Start of Input data
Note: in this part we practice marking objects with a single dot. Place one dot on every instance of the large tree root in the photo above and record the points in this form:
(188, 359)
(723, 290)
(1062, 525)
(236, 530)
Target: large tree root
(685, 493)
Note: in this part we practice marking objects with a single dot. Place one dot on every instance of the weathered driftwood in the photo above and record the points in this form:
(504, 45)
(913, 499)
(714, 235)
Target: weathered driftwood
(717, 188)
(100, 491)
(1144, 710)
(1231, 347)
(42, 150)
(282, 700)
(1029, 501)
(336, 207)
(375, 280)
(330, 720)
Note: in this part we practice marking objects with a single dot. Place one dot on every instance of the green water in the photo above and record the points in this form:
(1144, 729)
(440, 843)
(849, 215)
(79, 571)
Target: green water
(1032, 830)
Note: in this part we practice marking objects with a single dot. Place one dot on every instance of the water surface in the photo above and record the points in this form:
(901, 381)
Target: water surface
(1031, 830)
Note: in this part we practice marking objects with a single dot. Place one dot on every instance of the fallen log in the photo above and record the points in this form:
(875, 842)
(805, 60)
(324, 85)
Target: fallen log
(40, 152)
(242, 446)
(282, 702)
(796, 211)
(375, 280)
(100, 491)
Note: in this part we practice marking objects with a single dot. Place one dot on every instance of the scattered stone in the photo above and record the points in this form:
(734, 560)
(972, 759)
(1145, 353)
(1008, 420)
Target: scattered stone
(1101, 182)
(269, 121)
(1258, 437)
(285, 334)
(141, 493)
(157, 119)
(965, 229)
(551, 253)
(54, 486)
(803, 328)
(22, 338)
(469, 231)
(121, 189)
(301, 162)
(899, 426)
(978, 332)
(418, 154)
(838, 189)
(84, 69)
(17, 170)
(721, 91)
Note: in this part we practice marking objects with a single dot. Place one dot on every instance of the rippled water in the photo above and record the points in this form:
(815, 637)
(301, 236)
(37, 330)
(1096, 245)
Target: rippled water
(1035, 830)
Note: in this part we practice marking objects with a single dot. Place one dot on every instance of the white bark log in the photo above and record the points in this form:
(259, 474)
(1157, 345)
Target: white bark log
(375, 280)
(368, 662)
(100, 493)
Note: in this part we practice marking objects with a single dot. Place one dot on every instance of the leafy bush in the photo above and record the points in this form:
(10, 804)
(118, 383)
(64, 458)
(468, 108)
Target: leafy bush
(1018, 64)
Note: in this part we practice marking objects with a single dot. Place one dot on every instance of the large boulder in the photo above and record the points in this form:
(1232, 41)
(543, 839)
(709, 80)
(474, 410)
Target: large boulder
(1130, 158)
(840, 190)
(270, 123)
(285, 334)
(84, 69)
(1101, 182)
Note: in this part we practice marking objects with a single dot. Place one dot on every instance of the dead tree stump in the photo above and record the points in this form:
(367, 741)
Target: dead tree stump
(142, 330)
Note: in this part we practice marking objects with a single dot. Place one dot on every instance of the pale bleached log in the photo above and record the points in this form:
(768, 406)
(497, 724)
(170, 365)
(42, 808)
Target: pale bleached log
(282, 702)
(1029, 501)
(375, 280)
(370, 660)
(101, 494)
End of Input data
### Problem requirements
An exact copy of all the entries above is what is needed.

### Solution for this exercise
Note: in this part we practice marking objects with a single dot. Place one dot on every instance of the large tree root in the photo above and record the points in this form:
(188, 359)
(723, 290)
(1062, 525)
(236, 530)
Target: large tree root
(685, 493)
Note: in this part we practice marking objects with a single dot. Place one dot on every instance of the weathered driftwood in the photo above and record the points in this form:
(504, 45)
(913, 499)
(714, 235)
Target: weathered driftwood
(717, 188)
(100, 491)
(1144, 710)
(1231, 347)
(42, 150)
(282, 700)
(1029, 501)
(336, 207)
(375, 280)
(330, 720)
Note: in this part we practice marking objects with a single dot. Place one dot on every instance of the green water in the photo above and record the points in this form:
(1144, 729)
(440, 843)
(849, 215)
(79, 571)
Target: green water
(1032, 830)
Note: in this part we practice marking objects with a single dot. Place one dot on every instance of the water surface in the photo above and record the points in this form:
(901, 381)
Target: water surface
(1031, 830)
Note: in this part we practice marking objects with a single dot. Place one dot on every instance of the fallen log in the photo above and record the points in this form:
(875, 842)
(805, 60)
(324, 85)
Target: fallen log
(40, 152)
(242, 446)
(282, 702)
(796, 211)
(375, 280)
(100, 491)
Note: in this part we practice marking objects with a single dot. Place one dot on every instance of the scattered stone in the photo above and record the points in this form:
(734, 560)
(972, 759)
(1145, 353)
(1008, 420)
Target: scattered stone
(1101, 182)
(269, 121)
(1258, 437)
(285, 334)
(141, 493)
(157, 119)
(965, 229)
(551, 253)
(54, 486)
(803, 328)
(22, 338)
(469, 231)
(121, 189)
(301, 162)
(899, 426)
(978, 332)
(418, 154)
(838, 189)
(84, 69)
(17, 170)
(721, 91)
Note: in this part we practice marking objects with a single dot. Place one dot on every instance of the rippled water in the photo above and record the points in this form:
(815, 637)
(301, 236)
(37, 330)
(1096, 245)
Target: rippled water
(1035, 830)
Note: in this part we practice marking objects with a single dot. Place one dot on every instance of the white bark log in the photo above and record the points in this form:
(259, 474)
(1157, 345)
Target: white bark log
(375, 280)
(368, 662)
(100, 493)
Note: in this part we practice marking objects with a single dot. Place one dot on every instance of the leafy bush in the photo above and record the points in this form:
(10, 804)
(118, 383)
(64, 458)
(468, 108)
Target: leafy bush
(1018, 64)
Note: in this part we practice marking objects with a single dot. Place one dot on every instance of the large boulder in the photo above and record the points in this form:
(1232, 41)
(543, 839)
(709, 80)
(474, 410)
Target: large boulder
(1130, 158)
(840, 190)
(270, 123)
(285, 334)
(84, 69)
(1101, 182)
Note: in this part we practice marking objects with a single dot. Place one dot on every instance of the dead tree stump in the photo above and record the points in this form:
(367, 741)
Target: dead tree stump
(142, 330)
Note: in this part we practice marking objects with a single dot. Place one dot on every instance of the pale bleached log in the photo above and record the points in this form:
(768, 406)
(497, 724)
(170, 365)
(42, 808)
Target: pale bleached log
(282, 702)
(1029, 501)
(375, 280)
(370, 660)
(101, 494)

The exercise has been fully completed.